= Excerpt =
Segment Open
ID Prediction #3

“Future experiments will continue to show that RNA catalysts lack the capacities necessary to render the RNA-world scenario plausible.”

Meyer presents another set of predictions that relate to the “structure, organization, and functional logic of living systems.” This is the first of four predictions in this field.

Several chapters of the book are devoted to analyzing proposed origin-of-life theories. One of the more popular scenarios in the last decade is the so-called “RNA world scenario.” The dilemma facing origin of life researchers is to decide what elements evolved first. Since proteins and enzymes that are essential to replicating DNA are themselves formed from patterns stored in DNA, it is not clear what came first, the DNA chicken or the protein egg. The RNA world seeks to avoid that dilemma by postulating that the first biomolecules to evolve were RNA fragments that were self-catalytic. These molecules evolved to proteins and DNA later on. Meyer is simply stating that none of the proposed RNA catalysts will prove to be up to the task.

This prediction is more likely than the first two to have an experimental resolution within our lifetimes. No doubt, the RNA world scenario will be revised significantly as time goes on, but it is reasonable to expect that the core concept of self-catalytic processes may be rejected or shown to be plausible. The definition of plausibility may make it hard to clearly judge whether the prediction has been met or not. What is judged by some to be plausible may not be to others. Some might argue that plausibility has already been established. Nevertheless the prediction has some merit.

The validity of ID, however, is not likely to be influenced by the result. Again, the prediction of a null result is quite problematic. If RNA catalytics are not up to the task, it is still quite possible that other molecules will be discovered to play that role. There are many reasons why this null result might occur. On the other hand, if they are up to the task that Meyer poses, few ID advocates would give up the faith. There are yet many other aspects to be solved in order to have plausible theories for the origin of life. In summary, the prediction may or may not be verified but either way, the argument will go on.

2 comments to ID Prediction #3

  • Jon Tandy


    You mention two possible outcomes of further research on the RNA world scenario.
    1. RNA world proves not up to the task of creating protein and DNA molecules
    2. RNA research may prove to have merit, so ID researchers might “give up the faith”.  (I’ll generalize this as not necessarily giving up religious faith, but the ID proposition of intelligent design.

    But if such research did prove to have merit, I think there is more likely a third possibility.  If RNA proves to be self-catalytic, so as to be able to create more and more complex structures and complex information such as DNA, doesn’t that appear to be a very intelligently designed system?  So,

    3. The existence of an RNA self-catalytic process is evidence that there must have been an intelligent designer involved in the creation of RNA.

    • Randy Isaac

      Isn’t that essentially the lower case i, lower case d id that Owen Gingerich talks about rather than ID? Essentially, it’s deducing the ultimate cause of a designer rather than a proximal cause being the designer. It’s not a scientific conclusion, per se.
Segment Closed
(Collected data)
Segment Open
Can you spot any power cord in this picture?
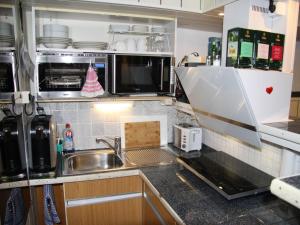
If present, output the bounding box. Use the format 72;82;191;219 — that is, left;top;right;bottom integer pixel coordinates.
24;94;38;116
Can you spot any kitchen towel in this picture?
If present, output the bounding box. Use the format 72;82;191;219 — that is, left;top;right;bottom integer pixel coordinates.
81;65;104;97
4;188;26;225
44;184;60;225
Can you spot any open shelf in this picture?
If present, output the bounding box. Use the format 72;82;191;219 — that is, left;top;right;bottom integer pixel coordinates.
37;47;173;56
37;96;174;104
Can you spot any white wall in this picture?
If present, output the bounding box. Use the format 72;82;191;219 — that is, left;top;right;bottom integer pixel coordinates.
292;42;300;91
176;28;222;63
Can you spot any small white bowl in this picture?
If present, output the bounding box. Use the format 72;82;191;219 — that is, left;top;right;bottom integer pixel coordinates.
43;43;69;48
43;30;69;38
43;24;69;32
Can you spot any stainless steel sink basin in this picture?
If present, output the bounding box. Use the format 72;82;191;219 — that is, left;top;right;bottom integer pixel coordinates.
63;150;123;175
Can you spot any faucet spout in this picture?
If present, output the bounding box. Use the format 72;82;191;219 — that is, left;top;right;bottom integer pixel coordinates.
96;137;121;155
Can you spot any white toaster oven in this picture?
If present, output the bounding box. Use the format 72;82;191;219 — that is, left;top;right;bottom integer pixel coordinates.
173;123;202;152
Segment Closed
Write out the part of the ID Prediction #3 text above between "2 comments to" and "of intelligent design.", inclusive.

2 comments to ID Prediction #3

  • Jon Tandy


    You mention two possible outcomes of further research on the RNA world scenario.
    1. RNA world proves not up to the task of creating protein and DNA molecules
    2. RNA research may prove to have merit, so ID researchers might “give up the faith”.  (I’ll generalize this as not necessarily giving up religious faith, but the ID proposition of intelligent design.